* _Exercise instructions_
(a) In the article about the free school meals parcels, when is the national supermarket voucher scheme due to open?
(b) Does each statement agree with the article about the free school meals parcels? (i) Priti Patel described the parcels as unacceptable. (ii) Kate Green demanded Gavin Williamson's resignation over his handling of the summer exams. (iii) Labour wants parents to receive extra cash directly through the benefit system.

* _Document section_
══════
Shadow education secretary Kate Green has called for Gavin Williamson to resign over the latest free school meals scandal, saying he “plainly isn’t up to the job”.
There was a public outcry earlier this week when images of boxes containing just £4 or £5 worth of food intended to last a week were shared online.
Boris Johnson branded the parcels an insult to the families that had received them, while Home Secretary Priti Patel said they were “unacceptable” and called for action against the company compiling them.
The Education Secretary said on Wednesday that companies will be “named and shamed” if they fail to deliver against food standards, and has urged schools to cancel contracts where necessary.
Speaking to the Commons Education Select Committee, Mr Williamson said he was “absolutely disgusted” after seeing a picture of a meagre food parcel delivered to a disabled mother-of-two.
But Ms Green said the public had “run out of patience” with the Education Secretary.
Speaking to Good Morning Britain, she said: “I think patience has completely run out with Gavin Williamson and I do think it is time for him to go.
“Our children’s future, our children’s education, our children’s well-being, is too important to be left in the hands of someone who plainly isn’t up to the job and I think it’s time for him to go.”
It is the first time Ms Green has called directly for Mr Williamson to quit.
She was heavily critical of his handling of exams over the summer – which saw thousands of students’ exam results downgraded based on predictions by an algorithm – but stopped short of demanding his resignation.
At the time, Ms Green urged him to “take responsibility” for the crisis rather than leave the Government.
But she added: “Where the Secretary of State goes, chaos and confusion follows and it’s children, families and education staff across the country who pay the price for his incompetence.”
Currently families can access free school meals through food parcels distributed by school catering firms or voucher schemes set up by schools for local supermarkets.
A national supermarket voucher scheme is due to open on Monday, Mr Williamson said.
But Labour is calling for parents to be given extra cash directly through the benefit system.
══════
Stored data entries
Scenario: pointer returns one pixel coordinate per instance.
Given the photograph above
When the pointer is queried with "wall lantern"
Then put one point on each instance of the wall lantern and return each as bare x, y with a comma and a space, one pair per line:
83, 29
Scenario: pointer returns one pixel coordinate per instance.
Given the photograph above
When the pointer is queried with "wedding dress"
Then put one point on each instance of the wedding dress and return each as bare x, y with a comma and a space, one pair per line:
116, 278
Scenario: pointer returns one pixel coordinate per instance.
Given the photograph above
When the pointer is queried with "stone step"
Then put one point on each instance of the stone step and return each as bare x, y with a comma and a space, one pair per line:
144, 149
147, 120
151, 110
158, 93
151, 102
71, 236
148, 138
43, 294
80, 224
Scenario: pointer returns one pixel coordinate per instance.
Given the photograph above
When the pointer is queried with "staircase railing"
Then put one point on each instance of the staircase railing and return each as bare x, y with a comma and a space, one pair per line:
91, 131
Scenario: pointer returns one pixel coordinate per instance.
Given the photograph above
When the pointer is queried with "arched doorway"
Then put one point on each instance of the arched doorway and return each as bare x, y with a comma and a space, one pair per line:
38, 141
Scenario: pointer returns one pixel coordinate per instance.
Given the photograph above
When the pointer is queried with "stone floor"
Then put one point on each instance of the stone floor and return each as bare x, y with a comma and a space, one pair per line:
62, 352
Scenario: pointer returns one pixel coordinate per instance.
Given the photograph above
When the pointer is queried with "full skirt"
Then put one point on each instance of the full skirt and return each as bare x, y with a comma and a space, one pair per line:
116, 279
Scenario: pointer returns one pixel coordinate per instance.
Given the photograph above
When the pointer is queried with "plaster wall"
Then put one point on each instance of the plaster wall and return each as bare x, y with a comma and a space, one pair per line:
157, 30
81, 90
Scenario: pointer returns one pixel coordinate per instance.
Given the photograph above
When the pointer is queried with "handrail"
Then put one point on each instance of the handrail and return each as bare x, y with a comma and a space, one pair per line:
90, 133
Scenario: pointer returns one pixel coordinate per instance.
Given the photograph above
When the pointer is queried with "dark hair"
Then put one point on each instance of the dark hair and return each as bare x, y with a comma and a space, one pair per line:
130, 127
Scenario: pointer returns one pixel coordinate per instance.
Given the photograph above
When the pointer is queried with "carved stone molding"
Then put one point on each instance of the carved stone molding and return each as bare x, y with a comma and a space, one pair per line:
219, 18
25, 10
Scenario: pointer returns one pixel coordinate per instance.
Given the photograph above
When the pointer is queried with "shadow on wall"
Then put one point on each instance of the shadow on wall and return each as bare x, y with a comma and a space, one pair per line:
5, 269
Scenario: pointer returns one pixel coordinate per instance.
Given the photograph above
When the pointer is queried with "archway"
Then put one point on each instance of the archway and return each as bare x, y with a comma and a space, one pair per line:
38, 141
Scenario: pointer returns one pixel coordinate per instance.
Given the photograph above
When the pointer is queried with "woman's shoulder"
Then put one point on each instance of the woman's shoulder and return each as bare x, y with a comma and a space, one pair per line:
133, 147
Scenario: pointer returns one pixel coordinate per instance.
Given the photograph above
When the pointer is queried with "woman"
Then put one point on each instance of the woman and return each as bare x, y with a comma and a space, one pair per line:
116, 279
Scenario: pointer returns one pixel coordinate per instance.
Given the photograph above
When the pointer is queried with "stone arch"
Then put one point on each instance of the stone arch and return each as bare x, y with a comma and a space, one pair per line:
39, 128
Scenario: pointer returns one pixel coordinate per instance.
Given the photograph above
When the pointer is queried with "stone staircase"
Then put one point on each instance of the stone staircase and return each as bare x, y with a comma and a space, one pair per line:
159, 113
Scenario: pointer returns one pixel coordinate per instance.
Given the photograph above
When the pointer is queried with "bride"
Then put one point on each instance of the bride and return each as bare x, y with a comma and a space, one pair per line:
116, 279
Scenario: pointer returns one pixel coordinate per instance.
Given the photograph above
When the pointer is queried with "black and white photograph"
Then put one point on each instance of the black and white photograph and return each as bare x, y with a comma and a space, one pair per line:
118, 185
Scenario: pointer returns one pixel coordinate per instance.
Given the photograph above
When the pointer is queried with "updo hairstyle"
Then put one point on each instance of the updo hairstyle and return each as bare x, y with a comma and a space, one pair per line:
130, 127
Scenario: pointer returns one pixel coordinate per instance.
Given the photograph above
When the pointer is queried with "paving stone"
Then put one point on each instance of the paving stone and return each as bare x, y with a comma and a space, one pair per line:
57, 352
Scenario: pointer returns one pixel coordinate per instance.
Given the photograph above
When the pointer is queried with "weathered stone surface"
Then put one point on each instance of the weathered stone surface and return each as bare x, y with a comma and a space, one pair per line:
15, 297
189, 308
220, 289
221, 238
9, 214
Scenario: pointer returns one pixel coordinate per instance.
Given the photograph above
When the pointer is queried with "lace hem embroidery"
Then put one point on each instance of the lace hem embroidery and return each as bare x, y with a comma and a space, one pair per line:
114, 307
══════
* _Outputs in order_
(a) On Monday, according to Mr Williamson.

(b)
(i) Yes: "Home Secretary Priti Patel said they were “unacceptable”"
(ii) No: "but stopped short of demanding his resignation"
(iii) Yes: "Labour is calling for parents to be given extra cash directly through the benefit system"